**PROMPT:** Which lines run from the one containing "I'd appreciate your help finding the gloved" to the end of the entries below? Retype exactly those, both ends included.

======== DATASET RECORDS

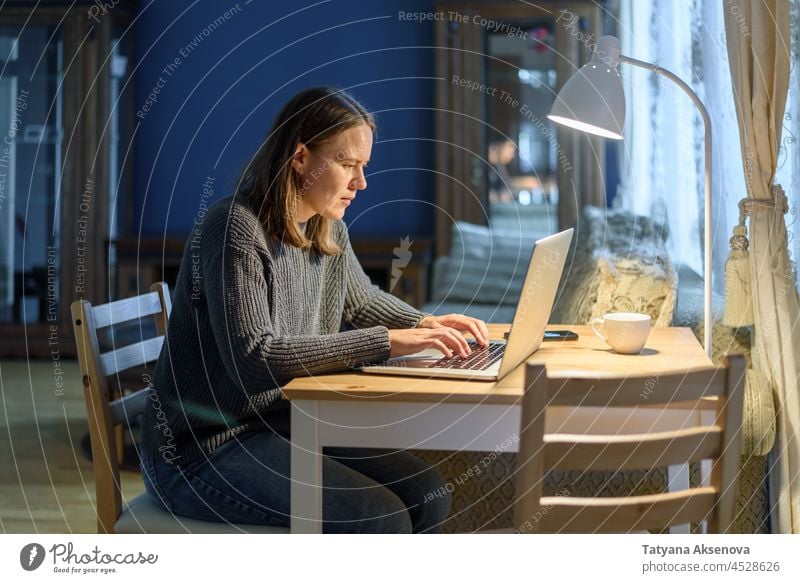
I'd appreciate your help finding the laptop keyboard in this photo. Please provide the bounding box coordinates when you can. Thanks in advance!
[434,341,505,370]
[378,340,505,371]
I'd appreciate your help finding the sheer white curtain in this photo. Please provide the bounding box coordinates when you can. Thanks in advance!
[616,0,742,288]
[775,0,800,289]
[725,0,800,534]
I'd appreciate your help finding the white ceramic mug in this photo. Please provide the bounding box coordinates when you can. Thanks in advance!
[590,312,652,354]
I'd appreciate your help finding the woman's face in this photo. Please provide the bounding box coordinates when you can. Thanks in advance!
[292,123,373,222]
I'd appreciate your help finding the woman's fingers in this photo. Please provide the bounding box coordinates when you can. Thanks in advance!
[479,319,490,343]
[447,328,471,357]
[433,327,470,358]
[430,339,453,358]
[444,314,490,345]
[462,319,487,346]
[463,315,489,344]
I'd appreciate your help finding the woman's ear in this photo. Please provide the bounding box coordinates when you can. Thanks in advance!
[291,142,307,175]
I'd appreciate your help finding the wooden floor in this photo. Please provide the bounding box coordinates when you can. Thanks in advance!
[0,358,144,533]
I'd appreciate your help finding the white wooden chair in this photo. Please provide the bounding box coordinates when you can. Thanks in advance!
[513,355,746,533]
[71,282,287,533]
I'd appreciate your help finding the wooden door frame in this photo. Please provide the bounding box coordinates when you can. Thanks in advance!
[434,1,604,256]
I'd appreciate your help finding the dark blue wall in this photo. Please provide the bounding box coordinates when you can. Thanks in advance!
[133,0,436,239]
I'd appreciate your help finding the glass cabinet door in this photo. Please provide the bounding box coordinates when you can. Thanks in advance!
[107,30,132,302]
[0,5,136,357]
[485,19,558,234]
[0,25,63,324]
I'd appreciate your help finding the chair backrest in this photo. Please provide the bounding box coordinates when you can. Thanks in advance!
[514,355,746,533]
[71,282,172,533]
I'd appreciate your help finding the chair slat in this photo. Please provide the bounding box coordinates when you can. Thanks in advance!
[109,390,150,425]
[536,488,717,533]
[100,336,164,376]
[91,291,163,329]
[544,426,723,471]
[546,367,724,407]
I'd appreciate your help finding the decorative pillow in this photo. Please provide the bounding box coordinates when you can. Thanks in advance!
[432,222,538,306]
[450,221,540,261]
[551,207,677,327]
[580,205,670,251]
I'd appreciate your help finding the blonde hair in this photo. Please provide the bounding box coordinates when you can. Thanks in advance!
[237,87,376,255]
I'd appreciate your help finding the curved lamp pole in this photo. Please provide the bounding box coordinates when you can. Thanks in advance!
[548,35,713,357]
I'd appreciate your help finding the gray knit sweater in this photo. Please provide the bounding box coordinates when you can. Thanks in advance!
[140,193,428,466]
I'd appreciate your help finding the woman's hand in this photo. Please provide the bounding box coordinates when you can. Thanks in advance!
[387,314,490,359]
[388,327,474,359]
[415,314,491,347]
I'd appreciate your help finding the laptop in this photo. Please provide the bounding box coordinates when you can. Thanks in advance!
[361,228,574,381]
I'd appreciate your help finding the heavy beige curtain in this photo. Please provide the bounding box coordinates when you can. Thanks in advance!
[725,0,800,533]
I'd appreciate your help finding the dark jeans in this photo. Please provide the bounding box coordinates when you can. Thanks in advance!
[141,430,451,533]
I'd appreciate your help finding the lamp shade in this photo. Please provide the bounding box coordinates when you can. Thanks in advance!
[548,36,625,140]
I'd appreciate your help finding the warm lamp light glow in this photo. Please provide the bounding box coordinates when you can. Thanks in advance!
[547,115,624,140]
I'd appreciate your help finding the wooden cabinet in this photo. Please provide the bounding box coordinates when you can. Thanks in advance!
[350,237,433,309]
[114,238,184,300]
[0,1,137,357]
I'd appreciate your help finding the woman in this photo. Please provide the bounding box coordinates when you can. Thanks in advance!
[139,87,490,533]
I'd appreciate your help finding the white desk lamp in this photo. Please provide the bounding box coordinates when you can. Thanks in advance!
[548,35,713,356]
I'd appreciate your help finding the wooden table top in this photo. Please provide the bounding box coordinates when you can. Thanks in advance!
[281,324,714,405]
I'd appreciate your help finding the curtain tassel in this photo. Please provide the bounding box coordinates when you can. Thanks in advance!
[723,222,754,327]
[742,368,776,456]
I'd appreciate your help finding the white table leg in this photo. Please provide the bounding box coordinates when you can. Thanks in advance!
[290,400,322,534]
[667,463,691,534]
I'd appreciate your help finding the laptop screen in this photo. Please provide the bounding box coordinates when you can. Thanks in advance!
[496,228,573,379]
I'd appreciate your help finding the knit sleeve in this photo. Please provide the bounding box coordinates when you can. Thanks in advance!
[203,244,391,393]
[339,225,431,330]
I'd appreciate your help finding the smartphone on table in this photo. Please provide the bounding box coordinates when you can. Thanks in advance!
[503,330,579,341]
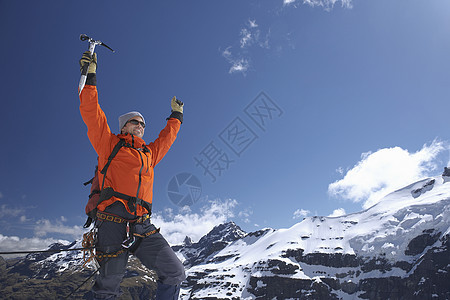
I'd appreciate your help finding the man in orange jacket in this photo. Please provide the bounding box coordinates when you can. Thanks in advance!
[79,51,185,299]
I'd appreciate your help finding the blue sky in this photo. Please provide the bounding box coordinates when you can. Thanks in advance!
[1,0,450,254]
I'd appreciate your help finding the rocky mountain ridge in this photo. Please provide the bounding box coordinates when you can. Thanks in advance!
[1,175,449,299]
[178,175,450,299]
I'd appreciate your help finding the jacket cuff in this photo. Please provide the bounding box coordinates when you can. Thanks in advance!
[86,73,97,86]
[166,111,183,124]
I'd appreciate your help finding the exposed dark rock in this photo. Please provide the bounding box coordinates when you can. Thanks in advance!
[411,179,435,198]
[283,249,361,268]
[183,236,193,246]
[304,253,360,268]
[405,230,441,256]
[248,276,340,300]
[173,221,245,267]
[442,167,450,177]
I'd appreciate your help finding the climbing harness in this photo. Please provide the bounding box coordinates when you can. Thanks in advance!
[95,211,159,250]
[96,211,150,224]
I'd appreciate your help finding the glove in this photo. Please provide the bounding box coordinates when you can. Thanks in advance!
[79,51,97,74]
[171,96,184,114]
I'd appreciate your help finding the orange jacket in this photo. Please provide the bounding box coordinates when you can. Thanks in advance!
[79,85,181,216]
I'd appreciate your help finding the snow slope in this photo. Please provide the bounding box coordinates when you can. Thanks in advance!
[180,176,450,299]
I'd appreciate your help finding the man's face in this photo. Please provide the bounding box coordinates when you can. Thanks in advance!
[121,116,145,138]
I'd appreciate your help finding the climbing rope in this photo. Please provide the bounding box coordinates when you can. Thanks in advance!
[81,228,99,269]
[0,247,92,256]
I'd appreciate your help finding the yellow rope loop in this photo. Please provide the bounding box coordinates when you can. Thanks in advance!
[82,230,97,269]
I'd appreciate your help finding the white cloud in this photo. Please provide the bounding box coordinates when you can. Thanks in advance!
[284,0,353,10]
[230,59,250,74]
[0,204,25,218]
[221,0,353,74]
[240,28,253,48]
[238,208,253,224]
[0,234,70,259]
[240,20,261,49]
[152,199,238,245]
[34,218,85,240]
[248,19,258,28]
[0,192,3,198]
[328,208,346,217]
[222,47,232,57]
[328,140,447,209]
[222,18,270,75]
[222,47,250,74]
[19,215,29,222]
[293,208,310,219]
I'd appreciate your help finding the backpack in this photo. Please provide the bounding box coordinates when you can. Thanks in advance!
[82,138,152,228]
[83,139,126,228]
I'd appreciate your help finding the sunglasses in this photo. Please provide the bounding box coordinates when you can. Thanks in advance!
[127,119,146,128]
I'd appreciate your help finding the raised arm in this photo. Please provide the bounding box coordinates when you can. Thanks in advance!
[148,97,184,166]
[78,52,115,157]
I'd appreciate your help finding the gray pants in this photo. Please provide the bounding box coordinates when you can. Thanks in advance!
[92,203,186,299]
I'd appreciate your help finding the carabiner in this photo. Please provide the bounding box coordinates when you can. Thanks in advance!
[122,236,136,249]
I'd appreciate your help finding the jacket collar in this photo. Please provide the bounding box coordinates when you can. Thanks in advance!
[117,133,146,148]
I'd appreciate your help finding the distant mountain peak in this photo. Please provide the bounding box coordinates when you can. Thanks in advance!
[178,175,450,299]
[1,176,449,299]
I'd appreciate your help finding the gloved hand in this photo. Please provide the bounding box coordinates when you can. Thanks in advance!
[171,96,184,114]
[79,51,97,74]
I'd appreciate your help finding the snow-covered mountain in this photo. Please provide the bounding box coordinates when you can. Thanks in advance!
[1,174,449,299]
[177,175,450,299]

================

**EXERCISE ANSWER:**
I'd appreciate your help finding the gloved hand in this photo. Please provide the bounding box coordinates when you can. Thanks in advance!
[171,96,184,114]
[79,51,97,74]
I'd appreciate your help finding the snow-covered mountain in this photo. Please provide the bounding box coordinates when you can. Thanks in advance!
[1,174,449,299]
[177,175,450,299]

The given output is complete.